## TEXT FOR ANALYSIS
DynaVenn - Mathematical Background

DynaVenn - Find most significant overlap between subsets of gene lists

The main goal of DynaVenn is to find the most significant overlap between subsets of gene lists, starting from the top of the lists. We define the sets $A$, $B$ and $C$ with $|A| = l$, $|B| = m$ and $|C| = n$. We are interested in finding the indices $i, j, k$ ($1 \leq i \leq l$, $1 \leq j \leq m$ and $1 \leq k \leq n$) so that the overlap between the ordered lists $A[1:l], B[1:m], C[1:n]$ is maximized.

Mathematical Background

Hypergeometric density

\[ p(k, M, n, N) = \frac{\binom{n}{k} \binom{M-n}{N-k}}{\binom{M}{N}} \]

with the binomial coefficients defined as

\[ \binom{n}{k} = \frac{n!}{k!(n-k)!} \]

It models drawing object from a bin. $M$ is the total number of objects, $n$ the number of white balls, $N$ the number of drawn balls and $k$ the number of white balls among the drawn balls. Applied to the overlap of genes, we get the following formula:

\[ 1 - cdf(k, M, n, N) = 1 - \sum\limits_{i=0}^n \frac{\binom{n}{k} \binom{M-n}{N-k}}{\binom{M}{N}} \]

Two gene sets

In the context of two lists, the values are chosen as with $k = overlap(A[:i], B[:j])$, $M = A \cup B$, $n = i$ and $N = j$.

Three gene sets

The test with three gene lists works equivalently, with $k = \lvert A[1:i]\cap B[1:j] \cap C[1:k]\rvert - 1$, $M = \lvert A \cup B \cup C\rvert$, $n = i$ and $N = \lvert B[1:j] \cap C[1:k]\rvert$.

Backtracking

A backtracking step is carried out similar to the backtracking in the dynamic programming solution of sequence alignments. The backtracking procedures expands into two directions: starting from the position of the smallest p-value, the path goes into the direction of the empty and on the other side in the direction of the full sets.

## TO DO
1/ Using the DynaVenn page, answer the following:
(a) What is the main goal of DynaVenn?
(b) In the hypergeometric model, what does $N$ stand for?
(c) The backtracking step is carried out similar to the backtracking in what?
2/ Set down, word for word, the stretch of the DynaVenn page from "A backtracking step" through "the full sets.".

Stored data entries:
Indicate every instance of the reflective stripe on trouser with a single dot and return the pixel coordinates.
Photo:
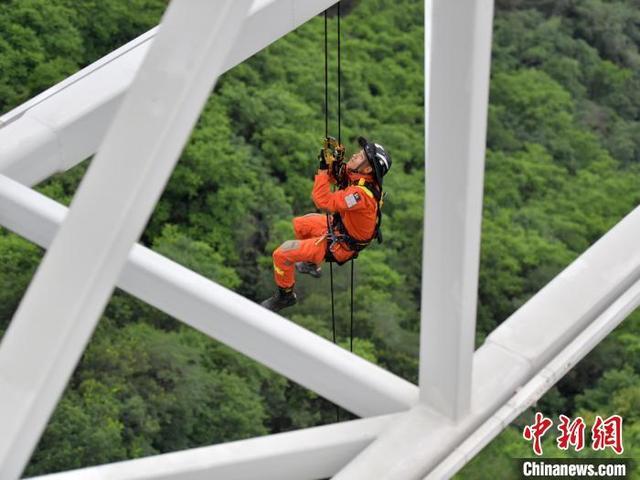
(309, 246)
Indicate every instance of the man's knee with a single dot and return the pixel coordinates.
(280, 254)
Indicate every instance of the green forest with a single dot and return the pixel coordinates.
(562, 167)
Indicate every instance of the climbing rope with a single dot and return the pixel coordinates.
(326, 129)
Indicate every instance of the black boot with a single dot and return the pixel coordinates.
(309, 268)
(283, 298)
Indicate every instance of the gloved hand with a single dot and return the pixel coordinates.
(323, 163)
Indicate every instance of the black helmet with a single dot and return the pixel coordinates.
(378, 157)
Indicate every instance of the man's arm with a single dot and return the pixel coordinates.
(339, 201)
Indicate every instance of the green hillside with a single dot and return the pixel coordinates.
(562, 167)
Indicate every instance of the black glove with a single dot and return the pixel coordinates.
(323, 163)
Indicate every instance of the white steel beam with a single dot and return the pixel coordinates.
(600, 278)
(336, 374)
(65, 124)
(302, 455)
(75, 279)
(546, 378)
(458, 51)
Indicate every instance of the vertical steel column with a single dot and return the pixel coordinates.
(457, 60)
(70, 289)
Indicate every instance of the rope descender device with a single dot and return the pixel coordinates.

## LIST OF ANSWERS
1/
(a) To find the most significant overlap between subsets of gene lists, starting from the top of the lists.
(b) The number of drawn balls.
(c) The dynamic programming solution of sequence alignments.

2/
A backtracking step is carried out similar to the backtracking in the dynamic programming solution of sequence alignments. The backtracking procedures expands into two directions: starting from the position of the smallest p-value, the path goes into the direction of the empty and on the other side in the direction of the full sets.